***** Texte source *****

Le monde extérieur est-il vraiment la cause de notre malheur ?

Nous cherchons tous la paix et l’harmonie parce que c’est ce qui manque à notre vie. Nous voulons être heureux et le considérons comme notre droit. Constamment à la recherche du bonheur, nous nous en faisons notre propre idée et la poursuivons à travers un labyrinthe d’impasses. Nous avons une image idéale de la vie et nous voudrions tant qu’elle se réalise, ce qui pour la plupart d’entre nous signifie éliminer les expériences malheureuses pour les remplacer par des moments heureux. Nous vénérons le dieu du refus de ce qui peut être inconfortable et désagréable.

Chacun de nous possède un stock inépuisable de rêves et de fantasmes qu’il passe sa vie à essayer de concrétiser, tout en s’efforçant d’obtenir ce qu’il désire et de fuir ce qu’il redoute, sans toujours y parvenir. L’illusion de nos désirs est de nous faire croire qu’il existerait quelque part un objet, un lieu, un être adéquat qui nous permettrait d’être totalement satisfaits. Fort de cette idée nous sommes en permanence en quête d’autre chose, nous courons dans tous les sens à la recherche de cet idéal mais en vain.

Que des événements souhaités ne viennent pas, que des obstacles s’interposent à nos projets et des tensions se créaient en nous générées par nos réactions mentales et émotionnelles. Nous devenons malheureux quand nous nous apercevons que quelqu’un fait quelque chose qui ne nous plaît pas ou lorsque quelque chose ne se déroule pas tel que nous l’avions prévu. Nous traversons alors des périodes difficiles faites d’agacement, de doute et de souffrance.

A vivre ainsi il nous arrive assez souvent de ne pas être bien, passant par de nombreux moments d’agitation, d’irritation, de colère et autres… Notre respiration s’accélère, notre esprit se tend, nos épaules se crispent et des sensations désagréables nous envahissent.

Nous nous sentons mis à mal par la vie, nous souffrons et nous cherchons un soulagement quelque part, sans trop savoir où faire tête. Nous cherchons quelque chose en dehors de nous pour soulager nos peines, essayant de distraire notre esprit de différentes façons pour détourner son attention ; sorties, achats intempestifs, aventures amoureuses à répétition…

A force de nourrir de vains espoirs en cherchant des ailleurs meilleurs et des lendemains heureux nous ne voyons plus ce qu’il y a sous notre nez et nous n’apprécions plus notre vie. Puisque tout ne se passe pas comme nous le voulons et constamment tiraillés entre attraction et répulsion notre vie devient ainsi misérable, faite de luttes incessantes au quotidien.

***** Entrées à traiter *****

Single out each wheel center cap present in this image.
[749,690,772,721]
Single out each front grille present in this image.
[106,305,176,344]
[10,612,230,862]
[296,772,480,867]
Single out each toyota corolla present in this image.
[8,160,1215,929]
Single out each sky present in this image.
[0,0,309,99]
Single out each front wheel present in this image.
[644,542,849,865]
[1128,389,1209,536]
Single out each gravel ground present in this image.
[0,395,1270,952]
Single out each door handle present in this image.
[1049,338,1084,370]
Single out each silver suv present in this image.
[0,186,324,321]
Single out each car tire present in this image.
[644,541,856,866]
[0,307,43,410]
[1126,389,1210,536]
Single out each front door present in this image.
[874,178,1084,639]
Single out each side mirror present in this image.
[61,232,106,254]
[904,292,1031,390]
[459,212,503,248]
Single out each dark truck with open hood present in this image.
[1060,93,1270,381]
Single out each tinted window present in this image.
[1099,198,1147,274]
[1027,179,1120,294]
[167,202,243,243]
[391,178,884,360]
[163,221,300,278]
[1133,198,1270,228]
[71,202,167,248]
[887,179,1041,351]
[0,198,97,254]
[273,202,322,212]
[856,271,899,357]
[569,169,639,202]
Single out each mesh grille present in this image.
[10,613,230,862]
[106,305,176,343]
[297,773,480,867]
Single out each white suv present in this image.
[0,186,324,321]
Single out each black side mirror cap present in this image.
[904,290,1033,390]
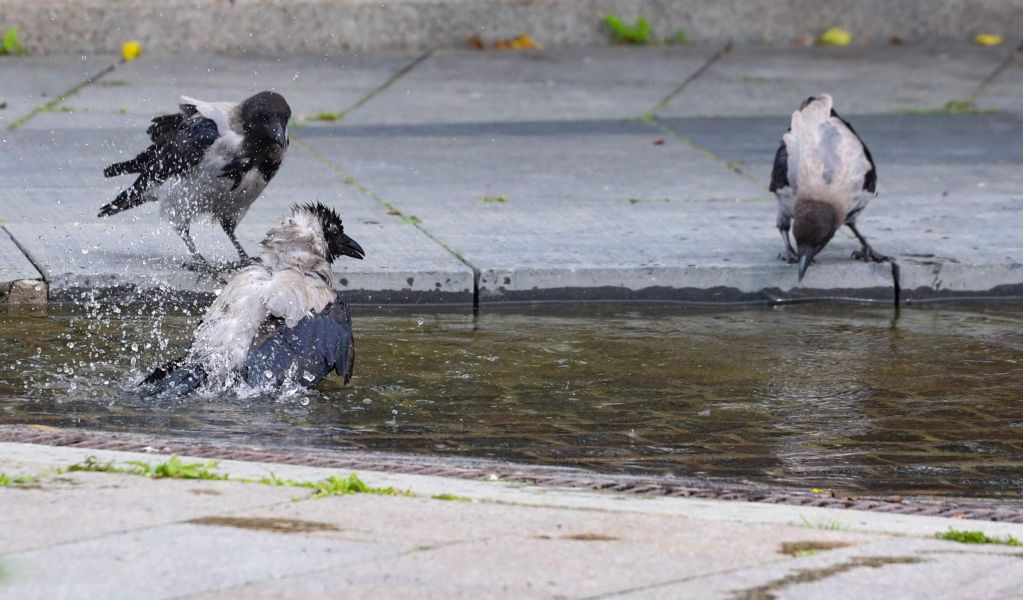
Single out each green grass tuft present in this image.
[0,473,37,487]
[604,14,650,45]
[68,456,227,479]
[935,527,1021,546]
[430,494,473,502]
[0,27,25,55]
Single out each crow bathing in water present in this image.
[99,92,292,273]
[769,94,889,280]
[143,204,364,395]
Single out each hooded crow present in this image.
[99,92,292,272]
[769,94,889,280]
[143,204,364,395]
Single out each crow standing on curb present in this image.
[99,92,292,273]
[769,94,890,280]
[143,204,364,395]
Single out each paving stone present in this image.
[609,539,1022,600]
[299,122,892,300]
[0,229,41,285]
[658,44,1008,116]
[0,54,115,129]
[32,52,417,121]
[344,46,716,125]
[975,51,1024,115]
[193,498,880,598]
[0,468,300,560]
[0,518,397,599]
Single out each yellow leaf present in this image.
[121,42,142,62]
[974,34,1002,46]
[818,27,853,46]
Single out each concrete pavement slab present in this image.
[0,443,1021,598]
[0,468,303,554]
[975,51,1024,115]
[0,54,116,129]
[0,230,42,286]
[657,44,1010,116]
[306,121,892,300]
[32,52,418,123]
[0,523,398,599]
[0,129,473,302]
[659,114,1024,298]
[606,538,1022,600]
[344,46,717,125]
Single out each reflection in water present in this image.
[0,305,1022,497]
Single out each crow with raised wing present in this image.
[143,204,364,395]
[99,91,292,272]
[769,94,889,280]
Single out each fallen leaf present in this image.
[974,34,1002,46]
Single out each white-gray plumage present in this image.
[145,205,364,393]
[769,94,887,278]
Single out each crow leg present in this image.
[776,214,799,264]
[847,223,892,262]
[177,225,221,281]
[220,217,256,269]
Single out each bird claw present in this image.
[850,246,892,262]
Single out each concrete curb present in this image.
[0,0,1021,54]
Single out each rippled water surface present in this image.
[0,304,1022,497]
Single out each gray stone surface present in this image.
[3,0,1021,54]
[0,523,397,600]
[0,230,42,286]
[0,44,1024,302]
[0,53,115,129]
[0,128,473,302]
[54,52,417,121]
[658,43,1010,116]
[610,539,1024,600]
[345,46,715,125]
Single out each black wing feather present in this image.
[831,109,879,194]
[768,142,790,191]
[99,115,220,217]
[244,295,355,387]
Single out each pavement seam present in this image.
[967,46,1021,102]
[338,49,434,122]
[2,226,49,283]
[640,42,732,121]
[292,134,480,313]
[7,62,118,131]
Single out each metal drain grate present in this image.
[0,425,1022,523]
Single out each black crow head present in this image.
[793,200,840,281]
[299,202,366,262]
[241,92,292,149]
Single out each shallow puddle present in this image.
[0,304,1022,497]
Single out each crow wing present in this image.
[244,295,355,387]
[768,102,879,194]
[99,113,220,217]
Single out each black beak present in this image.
[266,120,288,147]
[341,233,367,260]
[797,253,812,282]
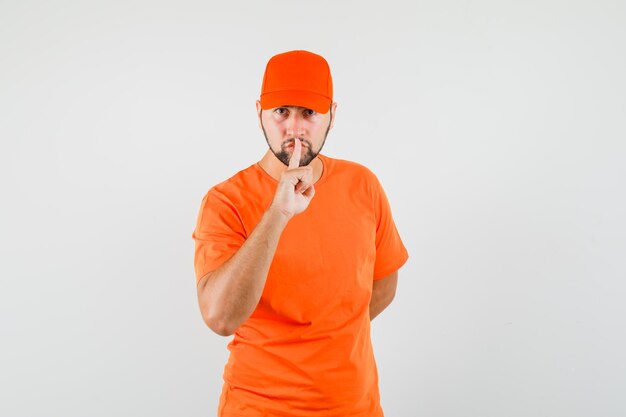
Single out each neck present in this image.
[259,149,324,184]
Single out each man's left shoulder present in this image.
[327,157,378,181]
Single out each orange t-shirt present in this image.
[192,154,409,417]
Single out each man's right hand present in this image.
[271,138,315,219]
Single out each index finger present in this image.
[289,138,302,169]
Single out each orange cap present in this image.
[260,50,333,114]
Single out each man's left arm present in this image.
[370,271,398,321]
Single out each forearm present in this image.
[370,291,393,321]
[199,208,288,336]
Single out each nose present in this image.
[285,112,304,137]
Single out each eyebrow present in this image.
[275,106,315,111]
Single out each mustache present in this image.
[282,138,311,149]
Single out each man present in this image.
[192,50,408,417]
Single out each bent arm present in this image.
[197,207,288,336]
[370,271,398,321]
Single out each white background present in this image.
[0,0,626,417]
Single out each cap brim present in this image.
[260,90,332,114]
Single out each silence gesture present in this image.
[272,138,315,219]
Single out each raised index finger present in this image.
[289,138,302,169]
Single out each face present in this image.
[257,101,337,166]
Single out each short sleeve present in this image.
[373,177,409,279]
[191,188,246,283]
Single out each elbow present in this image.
[203,314,235,337]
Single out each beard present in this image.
[261,111,332,167]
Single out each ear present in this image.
[256,100,263,129]
[328,102,337,129]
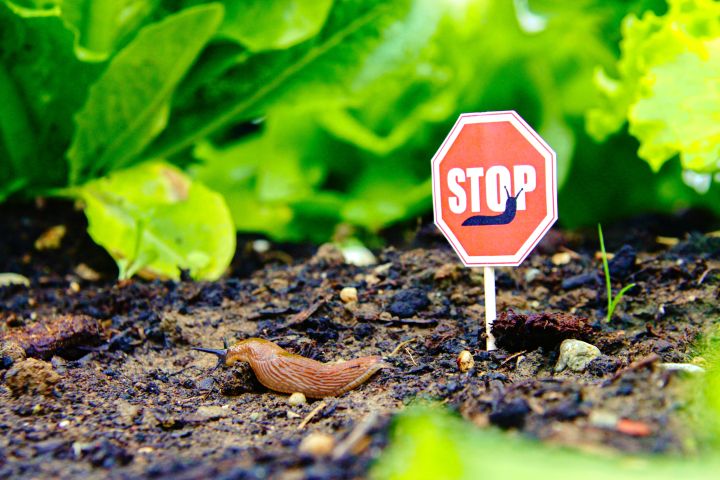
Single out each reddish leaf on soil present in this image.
[0,315,103,359]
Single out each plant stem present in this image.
[598,223,612,323]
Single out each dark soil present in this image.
[0,201,720,480]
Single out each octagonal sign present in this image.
[432,111,557,267]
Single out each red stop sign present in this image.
[432,111,557,266]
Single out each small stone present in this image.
[310,243,345,265]
[340,287,357,303]
[288,392,307,407]
[555,339,602,373]
[388,288,430,318]
[35,225,67,250]
[340,240,377,267]
[5,358,60,396]
[186,405,232,422]
[0,272,30,287]
[456,350,475,373]
[298,432,335,457]
[0,340,26,368]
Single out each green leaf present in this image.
[370,404,720,480]
[218,0,333,51]
[79,162,235,280]
[0,3,99,190]
[146,0,408,157]
[68,4,223,183]
[58,0,158,60]
[588,0,720,173]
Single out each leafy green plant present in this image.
[588,0,720,182]
[598,224,635,323]
[371,407,720,480]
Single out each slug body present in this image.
[195,338,387,398]
[462,188,523,227]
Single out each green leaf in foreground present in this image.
[588,0,720,173]
[371,409,720,480]
[76,162,235,280]
[0,2,99,189]
[218,0,333,51]
[68,4,223,183]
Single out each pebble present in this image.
[5,358,60,396]
[188,405,232,422]
[555,339,602,373]
[0,272,30,287]
[456,350,475,373]
[340,242,377,267]
[340,287,357,303]
[298,432,335,457]
[288,392,307,407]
[658,363,705,373]
[0,340,26,368]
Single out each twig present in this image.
[332,411,380,460]
[388,338,416,357]
[298,400,327,430]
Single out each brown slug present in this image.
[193,338,388,398]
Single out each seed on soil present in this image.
[298,432,335,457]
[5,358,60,396]
[0,340,26,368]
[340,287,357,303]
[288,392,307,407]
[555,339,602,373]
[185,405,232,423]
[456,350,475,373]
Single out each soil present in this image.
[0,204,720,479]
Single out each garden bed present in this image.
[0,201,720,479]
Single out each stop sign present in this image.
[432,111,557,266]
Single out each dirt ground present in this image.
[0,201,720,480]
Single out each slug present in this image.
[193,338,388,398]
[462,187,523,227]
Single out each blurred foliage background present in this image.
[0,0,720,278]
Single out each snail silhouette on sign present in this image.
[462,187,523,227]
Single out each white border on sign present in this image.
[431,110,558,267]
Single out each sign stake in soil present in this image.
[432,111,557,350]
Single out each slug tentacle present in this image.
[190,338,387,398]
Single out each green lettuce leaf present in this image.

*****

__Tâches à réaliser__:
1 - Recopiez sans aucune modification le passage du texte sur la quête du bonheur qui va de "A force de nourrir" jusqu'à "incessantes au quotidien.".
2 - Réécrivez le passage des entrées qui va de leur début jusqu'à la ligne contenant "[0,395,1270,952]", cette ligne comprise, en remplaçant "Single out" par "Locate" sans rien modifier d'autre. Ne donnez que ce passage.

__Réponses par tâche__:
1 -
A force de nourrir de vains espoirs en cherchant des ailleurs meilleurs et des lendemains heureux nous ne voyons plus ce qu’il y a sous notre nez et nous n’apprécions plus notre vie. Puisque tout ne se passe pas comme nous le voulons et constamment tiraillés entre attraction et répulsion notre vie devient ainsi misérable, faite de luttes incessantes au quotidien.

2 -
Locate each wheel center cap present in this image.
[749,690,772,721]
Locate each front grille present in this image.
[106,305,176,344]
[10,612,230,862]
[296,772,480,867]
Locate each toyota corolla present in this image.
[8,160,1215,929]
Locate each sky present in this image.
[0,0,309,99]
Locate each front wheel present in this image.
[644,542,849,865]
[1128,389,1209,536]
Locate each gravel ground present in this image.
[0,395,1270,952]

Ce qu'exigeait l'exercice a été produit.